*Requirements*
Rewrite all the records below, swapping each "photograph" for "image" and leaving everything else the same. Don't include the pictures.

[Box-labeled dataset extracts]
## Begin

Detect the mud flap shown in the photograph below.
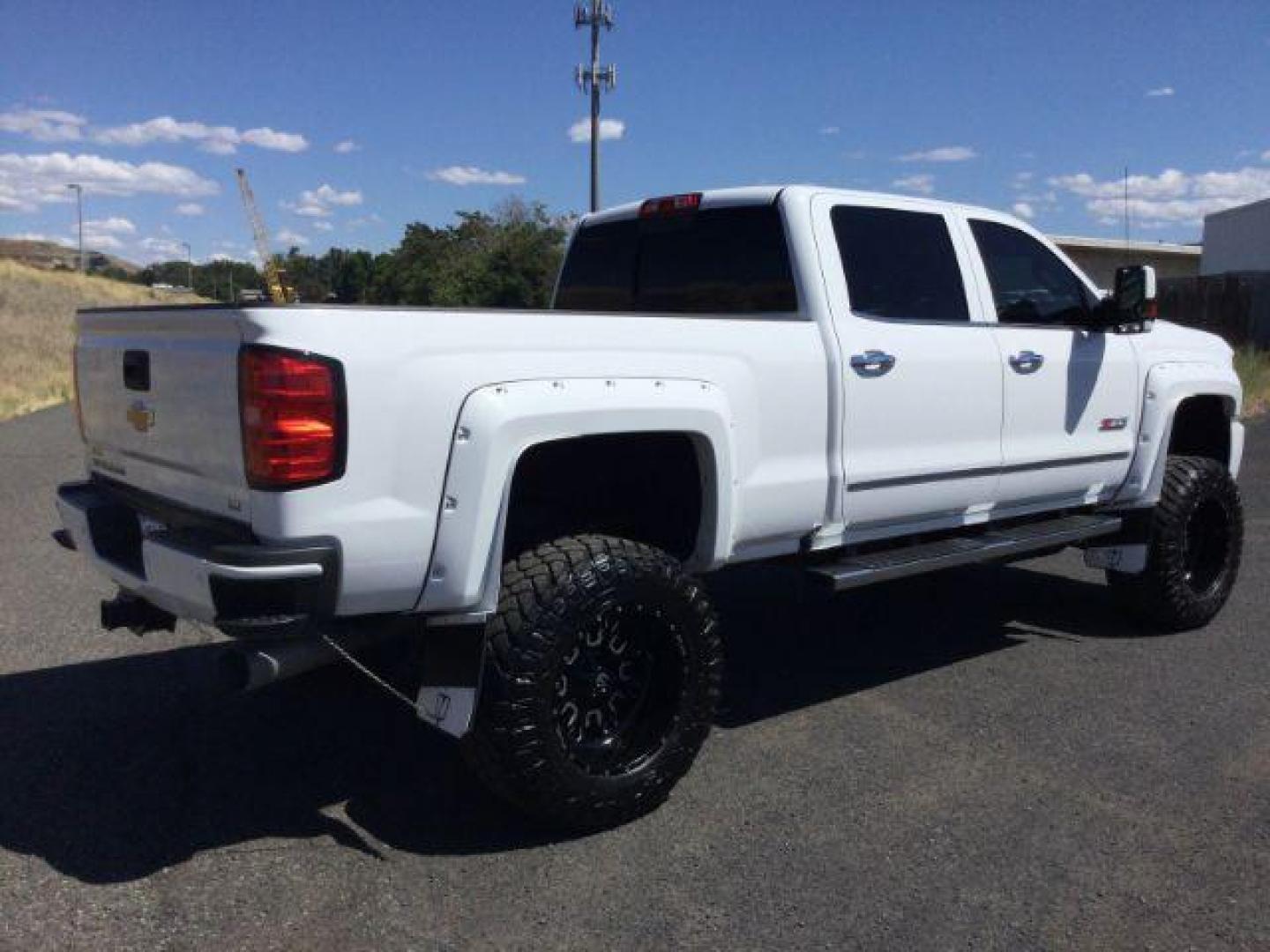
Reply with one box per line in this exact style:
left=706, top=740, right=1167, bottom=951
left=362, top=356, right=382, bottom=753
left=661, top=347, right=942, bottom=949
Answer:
left=414, top=624, right=485, bottom=738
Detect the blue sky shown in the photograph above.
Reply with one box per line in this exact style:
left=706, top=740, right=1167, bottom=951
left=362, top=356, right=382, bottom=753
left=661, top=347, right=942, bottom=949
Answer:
left=0, top=0, right=1270, bottom=260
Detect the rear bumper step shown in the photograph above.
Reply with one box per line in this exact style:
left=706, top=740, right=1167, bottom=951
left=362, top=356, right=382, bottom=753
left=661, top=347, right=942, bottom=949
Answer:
left=808, top=514, right=1122, bottom=591
left=55, top=481, right=339, bottom=636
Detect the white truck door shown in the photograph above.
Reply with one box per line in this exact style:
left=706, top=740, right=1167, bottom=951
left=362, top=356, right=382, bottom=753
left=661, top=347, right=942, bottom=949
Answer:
left=965, top=216, right=1140, bottom=516
left=813, top=196, right=1002, bottom=542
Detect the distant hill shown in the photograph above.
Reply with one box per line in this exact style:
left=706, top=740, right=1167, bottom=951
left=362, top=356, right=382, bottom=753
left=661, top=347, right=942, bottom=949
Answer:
left=0, top=237, right=141, bottom=274
left=0, top=258, right=205, bottom=420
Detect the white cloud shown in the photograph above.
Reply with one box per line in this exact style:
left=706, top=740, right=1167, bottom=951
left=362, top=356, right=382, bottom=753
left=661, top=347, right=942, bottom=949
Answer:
left=0, top=109, right=87, bottom=142
left=890, top=175, right=935, bottom=196
left=84, top=229, right=123, bottom=251
left=0, top=152, right=219, bottom=212
left=0, top=231, right=56, bottom=245
left=277, top=228, right=309, bottom=246
left=243, top=126, right=309, bottom=152
left=138, top=237, right=185, bottom=262
left=282, top=182, right=362, bottom=219
left=1049, top=167, right=1270, bottom=226
left=569, top=119, right=626, bottom=142
left=428, top=165, right=526, bottom=185
left=900, top=146, right=979, bottom=162
left=93, top=115, right=309, bottom=155
left=84, top=216, right=138, bottom=234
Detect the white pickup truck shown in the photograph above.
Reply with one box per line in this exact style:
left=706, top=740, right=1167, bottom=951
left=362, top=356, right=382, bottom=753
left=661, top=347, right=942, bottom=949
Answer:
left=55, top=187, right=1244, bottom=829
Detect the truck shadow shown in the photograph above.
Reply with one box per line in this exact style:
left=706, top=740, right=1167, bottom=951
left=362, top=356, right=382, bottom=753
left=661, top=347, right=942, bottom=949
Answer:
left=0, top=558, right=1147, bottom=883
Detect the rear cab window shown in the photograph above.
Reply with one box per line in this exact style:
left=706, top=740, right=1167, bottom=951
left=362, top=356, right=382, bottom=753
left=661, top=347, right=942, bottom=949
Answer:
left=554, top=203, right=799, bottom=316
left=831, top=205, right=970, bottom=324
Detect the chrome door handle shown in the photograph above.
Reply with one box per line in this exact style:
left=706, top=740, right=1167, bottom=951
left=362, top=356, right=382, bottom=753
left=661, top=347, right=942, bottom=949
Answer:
left=851, top=350, right=895, bottom=377
left=1010, top=350, right=1045, bottom=373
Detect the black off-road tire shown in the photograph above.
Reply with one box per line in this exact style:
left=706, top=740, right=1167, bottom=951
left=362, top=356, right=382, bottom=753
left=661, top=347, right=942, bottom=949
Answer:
left=1108, top=456, right=1244, bottom=631
left=461, top=536, right=722, bottom=831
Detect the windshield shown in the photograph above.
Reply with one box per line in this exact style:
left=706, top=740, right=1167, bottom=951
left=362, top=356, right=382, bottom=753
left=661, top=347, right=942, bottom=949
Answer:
left=555, top=205, right=797, bottom=314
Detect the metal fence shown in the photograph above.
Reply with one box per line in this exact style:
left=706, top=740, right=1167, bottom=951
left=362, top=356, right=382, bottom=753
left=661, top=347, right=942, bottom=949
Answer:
left=1158, top=271, right=1270, bottom=349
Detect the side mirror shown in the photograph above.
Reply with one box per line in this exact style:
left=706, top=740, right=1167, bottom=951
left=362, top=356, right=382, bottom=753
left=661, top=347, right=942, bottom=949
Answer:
left=1091, top=264, right=1157, bottom=334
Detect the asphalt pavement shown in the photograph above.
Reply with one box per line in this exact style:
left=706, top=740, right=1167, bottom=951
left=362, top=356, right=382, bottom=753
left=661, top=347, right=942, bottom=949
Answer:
left=0, top=407, right=1270, bottom=952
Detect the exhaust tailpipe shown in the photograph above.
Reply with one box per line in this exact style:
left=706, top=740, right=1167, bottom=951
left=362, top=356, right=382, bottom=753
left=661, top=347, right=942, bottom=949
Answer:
left=101, top=589, right=176, bottom=635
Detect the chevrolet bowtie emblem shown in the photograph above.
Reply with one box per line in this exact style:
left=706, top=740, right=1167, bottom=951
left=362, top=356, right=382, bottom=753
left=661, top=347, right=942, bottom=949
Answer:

## End

*Output below*
Detect the mud flap shown in the image below.
Reply with one box per line in this exact style:
left=706, top=740, right=1167, bottom=951
left=362, top=356, right=382, bottom=753
left=661, top=347, right=942, bottom=949
Answer:
left=414, top=624, right=485, bottom=738
Detect the blue sky shown in the image above.
Reply with one box per line in this exact style:
left=706, top=740, right=1167, bottom=951
left=362, top=356, right=382, bottom=753
left=661, top=347, right=942, bottom=949
Answer:
left=0, top=0, right=1270, bottom=260
Detect the rear bumper step shown in the image above.
Reply with one box per line in this exact style:
left=706, top=740, right=1167, bottom=951
left=362, top=356, right=382, bottom=753
left=661, top=347, right=942, bottom=949
Answer:
left=808, top=514, right=1122, bottom=591
left=55, top=481, right=339, bottom=636
Detect the white truck door shown in the image above.
Reply with one box per line in this exact style:
left=706, top=740, right=1167, bottom=951
left=362, top=356, right=382, bottom=753
left=661, top=347, right=942, bottom=949
Answer:
left=965, top=216, right=1140, bottom=516
left=813, top=196, right=1002, bottom=542
Detect the distant hill shown in the image above.
Reply with one box per line in this exact style:
left=706, top=740, right=1167, bottom=951
left=362, top=356, right=382, bottom=753
left=661, top=347, right=942, bottom=949
Answer:
left=0, top=237, right=141, bottom=274
left=0, top=258, right=205, bottom=420
Detect the white cloud shown in the image above.
Reply with one box per line in this exact style:
left=706, top=740, right=1167, bottom=951
left=362, top=356, right=382, bottom=753
left=661, top=347, right=942, bottom=949
Answer:
left=0, top=109, right=87, bottom=142
left=890, top=175, right=935, bottom=196
left=84, top=229, right=123, bottom=251
left=0, top=152, right=219, bottom=212
left=0, top=231, right=56, bottom=245
left=277, top=228, right=309, bottom=246
left=243, top=126, right=309, bottom=152
left=138, top=237, right=185, bottom=262
left=282, top=182, right=362, bottom=219
left=1049, top=167, right=1270, bottom=226
left=569, top=119, right=626, bottom=142
left=428, top=165, right=526, bottom=185
left=900, top=146, right=979, bottom=162
left=93, top=115, right=309, bottom=155
left=84, top=216, right=138, bottom=234
Detect the white pickup truck shown in the image above.
Reply with one box per line in this exact style:
left=706, top=740, right=1167, bottom=951
left=362, top=356, right=382, bottom=753
left=661, top=347, right=942, bottom=949
Answer:
left=55, top=187, right=1244, bottom=829
Detect the truck shadow shown in the image above.
Reply with one box per line in this exact style:
left=706, top=740, right=1167, bottom=951
left=362, top=356, right=382, bottom=753
left=661, top=347, right=942, bottom=949
Answer:
left=0, top=558, right=1147, bottom=883
Detect the rear cab window shown in the image above.
Reply with one box per line in this exact style:
left=706, top=740, right=1167, bottom=951
left=362, top=356, right=382, bottom=753
left=661, top=347, right=942, bottom=949
Answer:
left=554, top=203, right=799, bottom=316
left=831, top=205, right=970, bottom=324
Detect the chrome door handle shown in the image above.
Reply with one box per line in this exact style:
left=706, top=740, right=1167, bottom=951
left=362, top=356, right=382, bottom=753
left=661, top=347, right=942, bottom=949
Answer:
left=851, top=350, right=895, bottom=377
left=1010, top=350, right=1045, bottom=373
Detect the black off-road tire shown in the image above.
Reply with one box per line in this exact style:
left=706, top=740, right=1167, bottom=951
left=362, top=356, right=382, bottom=753
left=661, top=347, right=942, bottom=949
Answer:
left=1108, top=456, right=1244, bottom=631
left=461, top=536, right=722, bottom=831
Detect the windshield shown in the image above.
Reply with one box per line in this exact style:
left=706, top=740, right=1167, bottom=951
left=362, top=356, right=382, bottom=753
left=661, top=347, right=942, bottom=949
Answer:
left=555, top=205, right=797, bottom=314
Detect the metal fence shown in the image above.
Reply with one box per line in this exact style:
left=706, top=740, right=1167, bottom=951
left=362, top=356, right=382, bottom=753
left=661, top=347, right=942, bottom=949
Answer:
left=1158, top=271, right=1270, bottom=349
Detect the side mirror shown in the image above.
Reply with one box per line in this exact style:
left=706, top=740, right=1167, bottom=951
left=362, top=356, right=382, bottom=753
left=661, top=347, right=942, bottom=949
Answer:
left=1091, top=264, right=1157, bottom=334
Detect the asphalt pavement shown in the image above.
Reply with one box per line in this exact style:
left=706, top=740, right=1167, bottom=951
left=362, top=356, right=382, bottom=753
left=661, top=347, right=942, bottom=949
Answer:
left=0, top=407, right=1270, bottom=952
Detect the exhaust tailpipe shown in the image above.
Reply with one box per line in this exact style:
left=706, top=740, right=1167, bottom=951
left=362, top=356, right=382, bottom=753
left=661, top=347, right=942, bottom=949
Answer:
left=101, top=589, right=176, bottom=635
Detect the chevrolet bowtie emblem shown in the image above.
Reply with one box per line in this exact style:
left=706, top=740, right=1167, bottom=951
left=362, top=356, right=382, bottom=753
left=661, top=347, right=942, bottom=949
Answer:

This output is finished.